### What this task involves
Which lines in the listing below contain the word "tree"? Pull out each of them, treating uppercase and lowercase as different.

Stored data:
-.-.-

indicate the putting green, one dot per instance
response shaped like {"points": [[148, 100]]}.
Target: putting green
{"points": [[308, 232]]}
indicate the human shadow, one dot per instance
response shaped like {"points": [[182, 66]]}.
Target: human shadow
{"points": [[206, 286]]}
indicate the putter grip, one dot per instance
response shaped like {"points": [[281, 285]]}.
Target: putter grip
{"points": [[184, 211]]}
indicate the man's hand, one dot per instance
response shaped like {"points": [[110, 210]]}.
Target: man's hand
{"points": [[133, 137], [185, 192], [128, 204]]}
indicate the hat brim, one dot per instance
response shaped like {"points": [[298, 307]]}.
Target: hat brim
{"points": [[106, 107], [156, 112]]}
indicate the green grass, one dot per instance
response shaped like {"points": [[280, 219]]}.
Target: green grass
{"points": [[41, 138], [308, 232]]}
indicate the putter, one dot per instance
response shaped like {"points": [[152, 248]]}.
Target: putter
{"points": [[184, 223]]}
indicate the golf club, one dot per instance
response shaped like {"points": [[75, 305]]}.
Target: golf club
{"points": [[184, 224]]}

-.-.-

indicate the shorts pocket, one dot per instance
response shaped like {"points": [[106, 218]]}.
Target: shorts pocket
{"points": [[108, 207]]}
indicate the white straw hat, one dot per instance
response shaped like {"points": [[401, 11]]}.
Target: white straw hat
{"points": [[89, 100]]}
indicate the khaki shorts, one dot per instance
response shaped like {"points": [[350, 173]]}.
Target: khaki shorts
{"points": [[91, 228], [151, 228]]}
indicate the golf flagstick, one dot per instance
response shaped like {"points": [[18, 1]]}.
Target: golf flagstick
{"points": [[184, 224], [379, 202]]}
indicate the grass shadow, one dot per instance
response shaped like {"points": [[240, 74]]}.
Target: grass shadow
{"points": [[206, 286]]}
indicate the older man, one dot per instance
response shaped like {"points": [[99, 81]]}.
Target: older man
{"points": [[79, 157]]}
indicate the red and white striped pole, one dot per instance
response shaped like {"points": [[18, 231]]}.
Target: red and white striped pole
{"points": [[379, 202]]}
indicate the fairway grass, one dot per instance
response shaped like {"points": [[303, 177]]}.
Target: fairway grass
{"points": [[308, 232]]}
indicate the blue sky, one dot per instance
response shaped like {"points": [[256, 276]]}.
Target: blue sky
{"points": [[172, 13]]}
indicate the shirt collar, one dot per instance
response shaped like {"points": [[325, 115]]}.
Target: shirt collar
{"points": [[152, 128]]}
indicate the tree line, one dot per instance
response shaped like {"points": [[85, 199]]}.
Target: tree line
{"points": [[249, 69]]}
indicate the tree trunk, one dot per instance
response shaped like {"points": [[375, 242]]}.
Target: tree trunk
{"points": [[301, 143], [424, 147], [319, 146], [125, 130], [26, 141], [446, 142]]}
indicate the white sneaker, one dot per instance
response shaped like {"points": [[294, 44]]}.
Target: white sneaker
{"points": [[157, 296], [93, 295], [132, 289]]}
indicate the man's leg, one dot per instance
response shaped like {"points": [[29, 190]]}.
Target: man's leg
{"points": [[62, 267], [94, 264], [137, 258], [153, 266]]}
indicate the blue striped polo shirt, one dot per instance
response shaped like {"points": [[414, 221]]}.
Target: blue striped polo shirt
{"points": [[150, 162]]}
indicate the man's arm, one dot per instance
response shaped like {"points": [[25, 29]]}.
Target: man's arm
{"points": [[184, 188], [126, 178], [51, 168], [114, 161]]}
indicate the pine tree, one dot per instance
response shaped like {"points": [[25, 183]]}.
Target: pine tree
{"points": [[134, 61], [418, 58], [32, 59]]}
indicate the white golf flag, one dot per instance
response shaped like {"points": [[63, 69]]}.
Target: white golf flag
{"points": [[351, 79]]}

-.-.-

### Solution to this problem
indicate the tree line, one dot per instance
Target: tree line
indicate the tree trunk, one dot per instance
Target: tree trunk
indicate the pine tree, one dot per instance
Target: pine tree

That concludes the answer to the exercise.